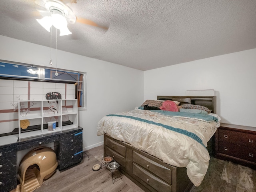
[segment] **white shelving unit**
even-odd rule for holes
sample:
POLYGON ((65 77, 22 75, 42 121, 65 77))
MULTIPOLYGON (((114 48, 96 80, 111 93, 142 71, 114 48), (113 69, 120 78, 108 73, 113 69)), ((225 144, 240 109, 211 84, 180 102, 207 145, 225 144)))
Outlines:
POLYGON ((52 133, 78 126, 77 99, 20 101, 18 105, 20 138, 52 133), (50 108, 51 106, 54 105, 58 106, 57 112, 50 108), (44 124, 54 120, 58 123, 55 130, 50 131, 48 128, 44 129, 44 124), (72 124, 63 125, 63 122, 68 121, 72 124), (34 130, 26 131, 27 126, 38 126, 37 127, 40 129, 35 128, 34 130))

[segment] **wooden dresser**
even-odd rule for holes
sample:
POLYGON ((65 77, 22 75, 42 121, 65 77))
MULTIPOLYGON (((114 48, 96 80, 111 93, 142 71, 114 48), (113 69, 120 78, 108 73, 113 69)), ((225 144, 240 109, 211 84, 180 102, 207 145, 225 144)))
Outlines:
POLYGON ((215 138, 215 157, 256 170, 256 127, 222 123, 215 138))

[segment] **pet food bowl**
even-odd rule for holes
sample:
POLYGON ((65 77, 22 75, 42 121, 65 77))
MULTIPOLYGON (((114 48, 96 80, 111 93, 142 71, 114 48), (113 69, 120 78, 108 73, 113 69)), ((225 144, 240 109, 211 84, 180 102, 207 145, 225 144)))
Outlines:
POLYGON ((112 162, 108 164, 108 168, 112 170, 115 170, 118 167, 119 167, 119 164, 116 162, 112 162))
POLYGON ((108 164, 113 160, 113 158, 111 157, 105 157, 103 158, 103 161, 108 164))
POLYGON ((94 171, 98 171, 100 169, 100 166, 98 164, 96 164, 93 166, 92 170, 94 171))

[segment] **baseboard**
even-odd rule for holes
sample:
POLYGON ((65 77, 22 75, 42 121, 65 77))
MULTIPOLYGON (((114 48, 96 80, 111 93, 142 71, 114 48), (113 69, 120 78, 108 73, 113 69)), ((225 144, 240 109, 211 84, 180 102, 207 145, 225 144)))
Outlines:
POLYGON ((93 145, 90 145, 90 146, 87 146, 87 147, 85 147, 83 148, 83 151, 87 151, 87 150, 89 150, 89 149, 92 149, 92 148, 94 148, 95 147, 98 147, 99 146, 100 146, 101 145, 102 145, 104 143, 103 141, 102 141, 101 142, 100 142, 99 143, 96 143, 95 144, 94 144, 93 145))

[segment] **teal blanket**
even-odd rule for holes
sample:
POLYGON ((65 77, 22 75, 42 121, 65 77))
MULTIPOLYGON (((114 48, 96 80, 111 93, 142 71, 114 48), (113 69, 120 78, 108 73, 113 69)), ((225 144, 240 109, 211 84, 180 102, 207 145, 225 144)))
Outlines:
MULTIPOLYGON (((162 110, 154 110, 154 111, 162 111, 162 110)), ((180 112, 178 112, 179 113, 180 112)), ((157 125, 158 126, 160 126, 164 128, 169 129, 173 131, 175 131, 175 132, 177 132, 178 133, 180 133, 181 134, 183 134, 184 135, 186 135, 187 136, 192 138, 194 140, 197 141, 200 144, 202 145, 203 146, 204 146, 205 148, 206 147, 204 146, 204 145, 203 144, 202 141, 202 140, 198 137, 197 135, 196 135, 194 133, 192 133, 191 132, 190 132, 189 131, 187 131, 186 130, 184 130, 182 129, 180 129, 179 128, 175 128, 171 126, 169 126, 167 125, 165 125, 164 124, 162 124, 160 123, 157 123, 156 122, 154 122, 152 121, 150 121, 149 120, 147 120, 146 119, 142 119, 141 118, 139 118, 138 117, 134 117, 133 116, 128 116, 126 115, 117 115, 114 114, 111 114, 110 115, 106 115, 106 116, 115 116, 115 117, 124 117, 126 118, 130 118, 131 119, 133 119, 134 120, 136 120, 137 121, 140 121, 142 122, 144 122, 145 123, 148 123, 150 124, 152 124, 154 125, 157 125)))
POLYGON ((169 116, 188 117, 189 118, 200 119, 207 122, 212 122, 212 121, 218 122, 218 118, 210 115, 198 114, 196 113, 188 113, 186 112, 174 112, 163 110, 154 110, 152 111, 169 116))

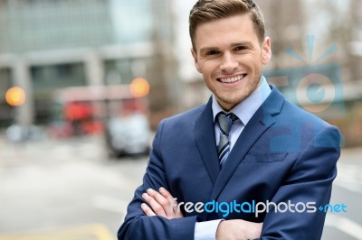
=====
> _What to produce_
Gather each line of the items above that contains the string "segment" and copy those lines in full.

> _Full response_
[segment] **white shelving unit**
[segment] **wooden dresser**
[segment] **pet food bowl**
[segment] **baseboard**
[segment] **teal blanket**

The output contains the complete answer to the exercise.